Pick out every line of the listing that contains the string "sock", copying each one in full. Case counts.

┄┄┄┄┄┄┄┄┄┄

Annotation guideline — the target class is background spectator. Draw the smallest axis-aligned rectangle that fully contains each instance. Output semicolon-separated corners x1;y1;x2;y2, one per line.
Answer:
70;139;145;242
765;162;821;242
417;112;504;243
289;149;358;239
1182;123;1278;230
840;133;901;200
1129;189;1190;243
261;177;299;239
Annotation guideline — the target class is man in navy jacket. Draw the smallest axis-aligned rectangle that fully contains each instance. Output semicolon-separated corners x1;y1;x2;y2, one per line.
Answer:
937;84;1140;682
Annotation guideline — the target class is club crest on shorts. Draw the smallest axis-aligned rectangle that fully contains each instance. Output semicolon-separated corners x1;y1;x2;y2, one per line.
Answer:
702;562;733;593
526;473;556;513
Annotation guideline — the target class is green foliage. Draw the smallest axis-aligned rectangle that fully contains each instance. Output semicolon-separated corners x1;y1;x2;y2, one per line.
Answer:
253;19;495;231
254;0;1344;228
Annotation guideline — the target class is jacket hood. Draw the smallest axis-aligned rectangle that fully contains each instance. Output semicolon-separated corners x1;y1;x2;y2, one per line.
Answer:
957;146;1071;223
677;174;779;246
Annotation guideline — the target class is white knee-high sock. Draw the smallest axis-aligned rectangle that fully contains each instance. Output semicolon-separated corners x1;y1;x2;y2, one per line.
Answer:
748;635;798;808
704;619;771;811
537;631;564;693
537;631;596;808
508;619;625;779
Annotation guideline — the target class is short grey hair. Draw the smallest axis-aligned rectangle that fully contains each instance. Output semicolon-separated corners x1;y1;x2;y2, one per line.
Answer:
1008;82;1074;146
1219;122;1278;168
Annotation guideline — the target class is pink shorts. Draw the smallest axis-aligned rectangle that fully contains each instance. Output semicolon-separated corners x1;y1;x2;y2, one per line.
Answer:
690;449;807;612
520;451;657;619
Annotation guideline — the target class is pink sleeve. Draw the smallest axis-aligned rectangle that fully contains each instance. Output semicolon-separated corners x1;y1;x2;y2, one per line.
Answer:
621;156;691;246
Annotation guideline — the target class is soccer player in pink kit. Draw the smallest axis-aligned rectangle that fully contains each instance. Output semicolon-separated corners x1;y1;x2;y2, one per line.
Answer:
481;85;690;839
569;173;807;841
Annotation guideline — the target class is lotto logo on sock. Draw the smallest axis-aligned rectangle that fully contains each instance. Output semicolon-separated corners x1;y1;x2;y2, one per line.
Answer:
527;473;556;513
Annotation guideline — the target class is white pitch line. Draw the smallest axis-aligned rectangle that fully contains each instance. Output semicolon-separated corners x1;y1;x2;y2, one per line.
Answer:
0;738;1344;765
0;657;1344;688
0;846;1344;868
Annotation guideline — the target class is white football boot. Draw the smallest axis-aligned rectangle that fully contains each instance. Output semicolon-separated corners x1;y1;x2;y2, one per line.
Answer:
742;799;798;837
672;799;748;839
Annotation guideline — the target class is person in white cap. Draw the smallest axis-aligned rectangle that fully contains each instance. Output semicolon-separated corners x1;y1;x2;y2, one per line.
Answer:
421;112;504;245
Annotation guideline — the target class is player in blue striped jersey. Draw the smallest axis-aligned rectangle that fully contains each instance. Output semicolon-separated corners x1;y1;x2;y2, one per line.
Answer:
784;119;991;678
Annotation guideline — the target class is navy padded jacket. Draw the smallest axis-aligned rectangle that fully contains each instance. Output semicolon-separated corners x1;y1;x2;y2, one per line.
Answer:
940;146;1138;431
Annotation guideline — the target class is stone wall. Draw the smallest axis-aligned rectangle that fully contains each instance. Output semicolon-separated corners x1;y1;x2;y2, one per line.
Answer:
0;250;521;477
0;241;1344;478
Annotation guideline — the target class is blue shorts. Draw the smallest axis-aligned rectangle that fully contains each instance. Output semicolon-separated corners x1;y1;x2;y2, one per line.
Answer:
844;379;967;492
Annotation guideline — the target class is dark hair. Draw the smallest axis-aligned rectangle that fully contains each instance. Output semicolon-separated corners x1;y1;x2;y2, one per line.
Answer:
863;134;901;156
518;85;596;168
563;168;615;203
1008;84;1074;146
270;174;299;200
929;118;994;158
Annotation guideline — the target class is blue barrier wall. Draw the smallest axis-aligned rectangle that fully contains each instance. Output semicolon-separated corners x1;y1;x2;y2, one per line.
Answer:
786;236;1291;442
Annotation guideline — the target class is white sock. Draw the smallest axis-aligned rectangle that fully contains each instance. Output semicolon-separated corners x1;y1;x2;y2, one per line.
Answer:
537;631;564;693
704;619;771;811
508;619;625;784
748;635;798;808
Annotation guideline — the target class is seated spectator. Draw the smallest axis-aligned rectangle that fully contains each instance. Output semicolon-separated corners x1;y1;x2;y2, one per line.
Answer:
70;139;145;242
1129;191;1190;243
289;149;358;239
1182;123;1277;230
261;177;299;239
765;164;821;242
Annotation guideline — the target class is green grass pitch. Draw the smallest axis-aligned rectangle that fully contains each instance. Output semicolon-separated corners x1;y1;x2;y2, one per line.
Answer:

┄┄┄┄┄┄┄┄┄┄

■ **Solved problem**
Annotation guideline — the target class is white knee-high sock. Draw the smallest axis-aligned rectangle that fully contains each instance. Output semicolon-separated corners x1;y1;x2;y2, one per line.
Annotation guideline — the target class is lotto logo on sock. Draw the smallest axis-aligned rectangle that fully contains each instance. Output semicolon-separated corners x1;y1;x2;y2, one per line.
Annotation guideline — the target class is white sock. Draw the smallest axis-aligned rectangle that fully contains each instance. Output semicolon-separated corners x1;y1;x2;y2, one per line.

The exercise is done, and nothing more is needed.